Look through the records and report how many lines include the word "trace", with no other words.

Collected data entries →
++++++++

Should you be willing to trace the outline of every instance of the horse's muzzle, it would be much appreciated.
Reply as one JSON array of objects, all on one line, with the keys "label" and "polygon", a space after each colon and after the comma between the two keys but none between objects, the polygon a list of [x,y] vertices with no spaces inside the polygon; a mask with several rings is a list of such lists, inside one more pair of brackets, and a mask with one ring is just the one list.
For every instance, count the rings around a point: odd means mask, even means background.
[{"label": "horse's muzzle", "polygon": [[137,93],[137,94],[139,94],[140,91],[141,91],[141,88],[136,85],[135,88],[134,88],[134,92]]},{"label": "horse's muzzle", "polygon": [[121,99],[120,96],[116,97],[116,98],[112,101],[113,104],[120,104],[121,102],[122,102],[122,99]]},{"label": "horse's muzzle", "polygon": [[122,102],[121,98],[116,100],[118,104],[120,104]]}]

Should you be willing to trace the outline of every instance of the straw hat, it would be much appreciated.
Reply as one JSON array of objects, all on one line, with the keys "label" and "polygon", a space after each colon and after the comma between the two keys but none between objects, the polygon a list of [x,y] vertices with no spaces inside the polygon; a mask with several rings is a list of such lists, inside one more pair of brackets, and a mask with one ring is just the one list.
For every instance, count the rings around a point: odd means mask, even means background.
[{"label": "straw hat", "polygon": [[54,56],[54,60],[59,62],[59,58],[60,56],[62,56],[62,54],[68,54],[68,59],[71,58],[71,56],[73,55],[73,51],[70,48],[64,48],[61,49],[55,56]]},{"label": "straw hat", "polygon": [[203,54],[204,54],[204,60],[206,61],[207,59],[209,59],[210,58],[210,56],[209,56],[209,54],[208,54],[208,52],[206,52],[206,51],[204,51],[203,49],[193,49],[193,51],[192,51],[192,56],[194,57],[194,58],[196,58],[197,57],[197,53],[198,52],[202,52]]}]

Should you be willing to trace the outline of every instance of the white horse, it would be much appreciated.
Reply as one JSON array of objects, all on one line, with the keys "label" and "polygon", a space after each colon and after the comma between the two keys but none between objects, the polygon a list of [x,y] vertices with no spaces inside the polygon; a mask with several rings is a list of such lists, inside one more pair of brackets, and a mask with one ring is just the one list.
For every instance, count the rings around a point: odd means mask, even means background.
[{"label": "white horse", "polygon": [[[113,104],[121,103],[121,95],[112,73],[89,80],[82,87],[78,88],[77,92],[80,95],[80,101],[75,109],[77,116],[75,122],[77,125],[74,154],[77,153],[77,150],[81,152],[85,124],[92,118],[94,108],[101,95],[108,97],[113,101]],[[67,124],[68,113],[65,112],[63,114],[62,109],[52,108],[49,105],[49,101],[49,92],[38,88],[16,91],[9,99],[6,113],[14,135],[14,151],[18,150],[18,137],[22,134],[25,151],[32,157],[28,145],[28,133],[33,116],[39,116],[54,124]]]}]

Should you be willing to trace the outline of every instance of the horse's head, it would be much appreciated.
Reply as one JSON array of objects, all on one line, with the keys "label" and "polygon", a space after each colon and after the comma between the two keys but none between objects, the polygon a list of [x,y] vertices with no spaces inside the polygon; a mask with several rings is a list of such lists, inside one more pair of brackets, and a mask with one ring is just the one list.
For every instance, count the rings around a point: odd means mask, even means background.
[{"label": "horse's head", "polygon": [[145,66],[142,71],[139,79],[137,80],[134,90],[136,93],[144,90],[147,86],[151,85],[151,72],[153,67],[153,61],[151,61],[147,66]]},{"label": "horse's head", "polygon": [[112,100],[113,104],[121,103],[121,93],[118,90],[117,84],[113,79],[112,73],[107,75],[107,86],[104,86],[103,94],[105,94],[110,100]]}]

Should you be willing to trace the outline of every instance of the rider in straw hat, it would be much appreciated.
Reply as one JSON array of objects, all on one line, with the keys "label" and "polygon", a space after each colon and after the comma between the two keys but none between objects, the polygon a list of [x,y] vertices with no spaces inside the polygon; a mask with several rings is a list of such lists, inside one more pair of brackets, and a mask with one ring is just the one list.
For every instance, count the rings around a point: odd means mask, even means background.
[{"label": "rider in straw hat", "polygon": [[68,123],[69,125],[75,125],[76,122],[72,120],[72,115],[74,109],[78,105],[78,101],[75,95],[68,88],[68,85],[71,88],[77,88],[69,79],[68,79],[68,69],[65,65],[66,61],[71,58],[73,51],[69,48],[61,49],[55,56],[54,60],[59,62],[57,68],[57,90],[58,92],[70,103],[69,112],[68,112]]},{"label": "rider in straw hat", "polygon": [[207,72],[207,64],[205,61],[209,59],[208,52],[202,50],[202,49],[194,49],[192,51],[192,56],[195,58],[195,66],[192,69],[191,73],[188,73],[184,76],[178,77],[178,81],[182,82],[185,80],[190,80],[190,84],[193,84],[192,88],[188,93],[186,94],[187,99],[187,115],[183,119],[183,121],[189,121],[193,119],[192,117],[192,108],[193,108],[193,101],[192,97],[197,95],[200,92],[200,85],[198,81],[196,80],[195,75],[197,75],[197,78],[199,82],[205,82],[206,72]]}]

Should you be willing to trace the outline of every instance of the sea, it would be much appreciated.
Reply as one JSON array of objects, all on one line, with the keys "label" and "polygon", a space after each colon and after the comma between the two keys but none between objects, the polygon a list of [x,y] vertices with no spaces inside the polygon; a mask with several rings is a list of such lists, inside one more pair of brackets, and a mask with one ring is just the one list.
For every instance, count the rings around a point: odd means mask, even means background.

++++++++

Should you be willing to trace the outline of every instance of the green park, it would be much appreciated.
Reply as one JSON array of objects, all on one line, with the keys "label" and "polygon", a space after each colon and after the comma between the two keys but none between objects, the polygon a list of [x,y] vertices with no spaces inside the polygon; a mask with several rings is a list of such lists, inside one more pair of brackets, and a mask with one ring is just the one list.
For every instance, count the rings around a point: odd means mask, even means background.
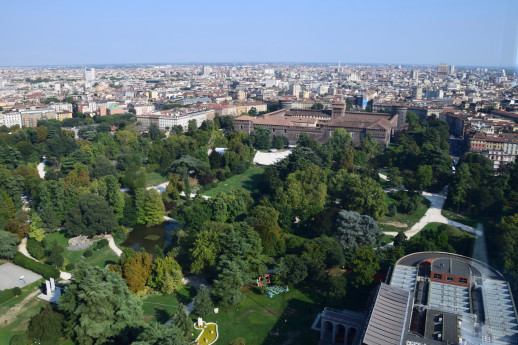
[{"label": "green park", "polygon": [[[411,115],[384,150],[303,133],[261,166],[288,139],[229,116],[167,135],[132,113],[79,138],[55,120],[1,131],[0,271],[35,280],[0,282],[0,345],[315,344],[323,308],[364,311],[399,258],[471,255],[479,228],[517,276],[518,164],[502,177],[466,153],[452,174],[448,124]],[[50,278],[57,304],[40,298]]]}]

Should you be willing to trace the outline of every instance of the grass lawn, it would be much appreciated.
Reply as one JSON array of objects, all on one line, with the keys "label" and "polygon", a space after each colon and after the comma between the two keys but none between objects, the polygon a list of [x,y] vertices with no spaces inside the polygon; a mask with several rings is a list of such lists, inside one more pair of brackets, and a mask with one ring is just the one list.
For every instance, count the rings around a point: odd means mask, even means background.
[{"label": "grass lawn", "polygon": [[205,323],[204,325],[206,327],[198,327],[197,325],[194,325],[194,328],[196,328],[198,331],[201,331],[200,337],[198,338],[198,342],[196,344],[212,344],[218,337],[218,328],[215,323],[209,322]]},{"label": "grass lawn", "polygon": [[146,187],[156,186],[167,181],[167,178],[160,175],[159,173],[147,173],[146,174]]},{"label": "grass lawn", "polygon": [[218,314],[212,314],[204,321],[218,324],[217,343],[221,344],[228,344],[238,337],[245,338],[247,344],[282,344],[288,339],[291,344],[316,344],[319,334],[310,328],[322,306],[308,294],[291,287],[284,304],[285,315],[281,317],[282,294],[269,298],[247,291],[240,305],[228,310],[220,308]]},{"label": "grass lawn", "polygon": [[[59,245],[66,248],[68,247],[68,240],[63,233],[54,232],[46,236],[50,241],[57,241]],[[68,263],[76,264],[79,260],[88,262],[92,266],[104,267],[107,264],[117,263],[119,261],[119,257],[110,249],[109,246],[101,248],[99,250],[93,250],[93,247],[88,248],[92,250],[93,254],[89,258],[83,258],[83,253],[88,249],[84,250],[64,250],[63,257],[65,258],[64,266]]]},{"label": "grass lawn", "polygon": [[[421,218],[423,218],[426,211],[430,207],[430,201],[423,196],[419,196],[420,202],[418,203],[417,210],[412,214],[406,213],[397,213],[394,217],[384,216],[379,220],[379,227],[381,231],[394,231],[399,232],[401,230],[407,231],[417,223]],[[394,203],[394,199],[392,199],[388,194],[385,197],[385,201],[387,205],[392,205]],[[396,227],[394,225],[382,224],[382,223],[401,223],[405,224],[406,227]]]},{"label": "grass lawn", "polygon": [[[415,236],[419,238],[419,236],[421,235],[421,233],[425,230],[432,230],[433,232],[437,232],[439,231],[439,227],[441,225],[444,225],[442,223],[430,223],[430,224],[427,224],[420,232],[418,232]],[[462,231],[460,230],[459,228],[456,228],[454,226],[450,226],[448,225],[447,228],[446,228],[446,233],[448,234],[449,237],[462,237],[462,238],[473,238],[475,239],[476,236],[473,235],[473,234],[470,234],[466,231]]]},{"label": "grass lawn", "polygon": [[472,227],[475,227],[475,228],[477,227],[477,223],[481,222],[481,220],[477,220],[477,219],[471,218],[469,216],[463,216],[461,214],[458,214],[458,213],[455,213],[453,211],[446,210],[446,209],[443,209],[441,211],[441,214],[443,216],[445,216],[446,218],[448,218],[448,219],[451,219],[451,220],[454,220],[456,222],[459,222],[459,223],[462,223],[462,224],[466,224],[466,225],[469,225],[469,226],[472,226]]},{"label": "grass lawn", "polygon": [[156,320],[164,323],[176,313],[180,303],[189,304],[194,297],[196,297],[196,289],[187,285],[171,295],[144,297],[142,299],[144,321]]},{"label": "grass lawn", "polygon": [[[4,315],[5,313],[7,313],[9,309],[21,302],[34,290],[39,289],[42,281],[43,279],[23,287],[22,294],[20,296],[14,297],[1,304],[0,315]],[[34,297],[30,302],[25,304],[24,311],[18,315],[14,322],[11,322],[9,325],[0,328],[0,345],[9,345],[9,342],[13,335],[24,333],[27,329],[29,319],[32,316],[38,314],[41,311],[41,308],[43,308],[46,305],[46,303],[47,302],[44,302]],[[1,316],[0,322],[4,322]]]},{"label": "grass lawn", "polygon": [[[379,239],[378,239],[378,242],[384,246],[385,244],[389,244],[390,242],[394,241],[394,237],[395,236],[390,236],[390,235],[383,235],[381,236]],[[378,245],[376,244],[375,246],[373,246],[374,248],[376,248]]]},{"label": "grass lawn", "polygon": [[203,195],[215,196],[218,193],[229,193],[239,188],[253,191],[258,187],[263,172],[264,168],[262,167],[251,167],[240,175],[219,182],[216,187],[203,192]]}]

++++++++

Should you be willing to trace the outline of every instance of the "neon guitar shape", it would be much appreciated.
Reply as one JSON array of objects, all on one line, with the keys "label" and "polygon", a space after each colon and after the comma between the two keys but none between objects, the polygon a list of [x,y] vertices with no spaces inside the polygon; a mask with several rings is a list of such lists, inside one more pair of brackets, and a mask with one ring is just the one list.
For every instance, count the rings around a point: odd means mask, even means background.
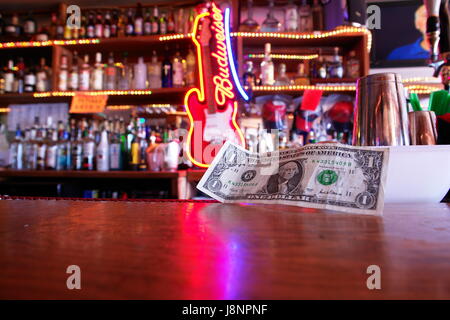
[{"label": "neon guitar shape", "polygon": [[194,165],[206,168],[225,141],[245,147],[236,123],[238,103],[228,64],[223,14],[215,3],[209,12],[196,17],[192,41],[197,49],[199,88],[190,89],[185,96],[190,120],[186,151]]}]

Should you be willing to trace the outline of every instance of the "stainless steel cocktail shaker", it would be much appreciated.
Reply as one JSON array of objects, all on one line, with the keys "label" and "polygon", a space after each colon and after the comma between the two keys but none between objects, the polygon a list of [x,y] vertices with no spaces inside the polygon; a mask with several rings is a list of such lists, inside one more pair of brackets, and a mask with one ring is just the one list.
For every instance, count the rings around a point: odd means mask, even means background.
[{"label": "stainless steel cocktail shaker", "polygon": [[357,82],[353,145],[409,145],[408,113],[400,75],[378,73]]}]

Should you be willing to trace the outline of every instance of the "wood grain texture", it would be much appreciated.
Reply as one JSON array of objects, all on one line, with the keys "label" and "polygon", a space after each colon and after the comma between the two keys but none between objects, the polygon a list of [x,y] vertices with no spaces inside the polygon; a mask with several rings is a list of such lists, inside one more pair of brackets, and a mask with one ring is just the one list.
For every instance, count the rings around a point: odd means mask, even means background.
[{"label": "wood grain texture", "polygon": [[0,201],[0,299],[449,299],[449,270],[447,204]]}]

++++++++

RESPONSE AREA →
11